» Entries provided
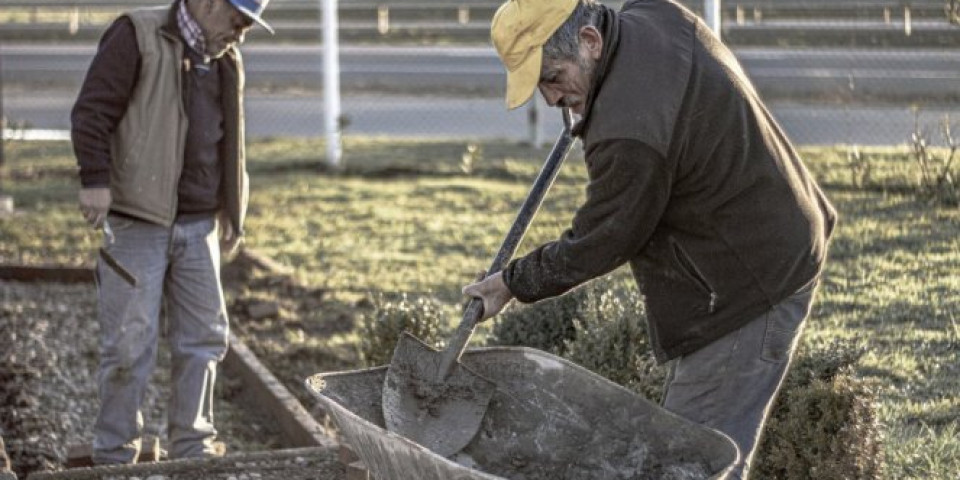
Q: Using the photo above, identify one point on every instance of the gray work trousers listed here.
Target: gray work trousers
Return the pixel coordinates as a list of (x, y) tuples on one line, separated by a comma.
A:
[(730, 384), (179, 266)]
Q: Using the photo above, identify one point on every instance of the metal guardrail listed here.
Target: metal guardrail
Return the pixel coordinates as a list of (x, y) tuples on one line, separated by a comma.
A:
[(884, 23)]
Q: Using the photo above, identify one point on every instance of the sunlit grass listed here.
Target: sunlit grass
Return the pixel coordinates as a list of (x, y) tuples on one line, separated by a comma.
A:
[(403, 217)]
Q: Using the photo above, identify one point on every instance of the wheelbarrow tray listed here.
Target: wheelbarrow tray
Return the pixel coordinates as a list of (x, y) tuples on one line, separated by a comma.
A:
[(549, 419)]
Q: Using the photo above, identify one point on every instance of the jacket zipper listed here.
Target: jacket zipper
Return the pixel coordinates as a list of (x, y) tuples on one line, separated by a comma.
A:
[(694, 273)]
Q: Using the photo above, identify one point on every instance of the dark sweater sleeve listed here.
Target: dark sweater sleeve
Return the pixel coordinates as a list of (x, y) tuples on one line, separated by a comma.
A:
[(103, 100), (627, 194)]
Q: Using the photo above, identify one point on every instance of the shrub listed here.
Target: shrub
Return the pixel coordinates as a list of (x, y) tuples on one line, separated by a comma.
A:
[(600, 326), (612, 341), (380, 330), (938, 179), (824, 424), (546, 325)]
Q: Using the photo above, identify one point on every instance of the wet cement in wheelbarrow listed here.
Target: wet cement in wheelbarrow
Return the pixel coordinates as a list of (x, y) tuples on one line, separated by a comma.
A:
[(553, 436), (548, 419)]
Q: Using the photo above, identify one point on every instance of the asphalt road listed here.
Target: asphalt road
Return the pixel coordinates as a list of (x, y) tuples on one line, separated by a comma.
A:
[(820, 96)]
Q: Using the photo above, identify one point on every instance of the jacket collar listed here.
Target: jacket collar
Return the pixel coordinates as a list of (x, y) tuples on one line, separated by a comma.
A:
[(609, 27)]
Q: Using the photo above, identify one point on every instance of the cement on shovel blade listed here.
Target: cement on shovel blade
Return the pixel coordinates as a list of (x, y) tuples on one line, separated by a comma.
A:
[(442, 413)]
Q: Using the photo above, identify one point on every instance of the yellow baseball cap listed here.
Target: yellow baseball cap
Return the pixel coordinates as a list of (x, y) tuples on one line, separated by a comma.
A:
[(518, 31)]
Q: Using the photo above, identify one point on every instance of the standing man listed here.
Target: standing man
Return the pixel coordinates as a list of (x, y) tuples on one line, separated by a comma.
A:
[(159, 137), (691, 182)]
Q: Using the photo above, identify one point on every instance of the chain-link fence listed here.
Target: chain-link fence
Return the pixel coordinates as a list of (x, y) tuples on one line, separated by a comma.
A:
[(832, 72)]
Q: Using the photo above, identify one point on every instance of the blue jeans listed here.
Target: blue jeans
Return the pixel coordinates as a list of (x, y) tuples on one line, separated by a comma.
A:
[(178, 267), (730, 384)]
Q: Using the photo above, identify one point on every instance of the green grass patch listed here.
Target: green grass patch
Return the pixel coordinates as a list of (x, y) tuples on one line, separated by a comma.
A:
[(405, 217)]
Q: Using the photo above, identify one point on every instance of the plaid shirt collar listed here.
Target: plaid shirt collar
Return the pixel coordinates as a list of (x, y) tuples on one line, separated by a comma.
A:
[(191, 32)]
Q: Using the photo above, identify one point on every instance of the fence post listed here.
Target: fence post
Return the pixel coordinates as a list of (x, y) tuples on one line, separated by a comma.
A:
[(331, 84), (711, 13), (6, 201), (907, 21), (383, 19)]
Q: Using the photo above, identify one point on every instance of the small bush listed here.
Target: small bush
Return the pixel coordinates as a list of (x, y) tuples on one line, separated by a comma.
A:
[(546, 325), (380, 330), (823, 424), (600, 326), (937, 179), (612, 341)]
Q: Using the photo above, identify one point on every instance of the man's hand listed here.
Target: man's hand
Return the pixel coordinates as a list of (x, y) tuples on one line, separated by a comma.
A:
[(494, 293), (229, 240), (94, 204)]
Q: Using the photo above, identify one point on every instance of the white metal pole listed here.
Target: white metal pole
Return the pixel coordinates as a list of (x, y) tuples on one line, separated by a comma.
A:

» Stated exercise
Quote the lines of the listing above that run from the line with "post listed here." through its last line, both included, and nothing else.

» Solution
Q: Using the photo above, identify one point on every instance of the fence post listed here.
Target: fence post
Return the pixel coordinates as a list of (x, y) tuples on one line, separated by a comma.
A:
[(331, 84), (711, 13), (6, 201), (907, 21), (383, 19)]
Q: Using the photo above, identify one point on every instance of the small bush listed here.
Target: small bush
Return the pixel coordinates as a list of (x, y) tuples on one line, separated by a comma.
A:
[(546, 325), (380, 330), (823, 424), (600, 326), (937, 179), (612, 341)]
Q: Using the photo above, identify one point on every instance of the man's hand listed here.
Target: man's hand
Return the pixel coordinates as a list of (x, y) tuples on one line, separated by a comma.
A:
[(494, 293), (229, 240), (94, 204)]
Q: Using the photo above, identify one point on every instance of the white metal pole listed here.
Target: white metal pole
Return the pixel coordinates as a list of (x, y) tuples on one line, separated by a comma.
A:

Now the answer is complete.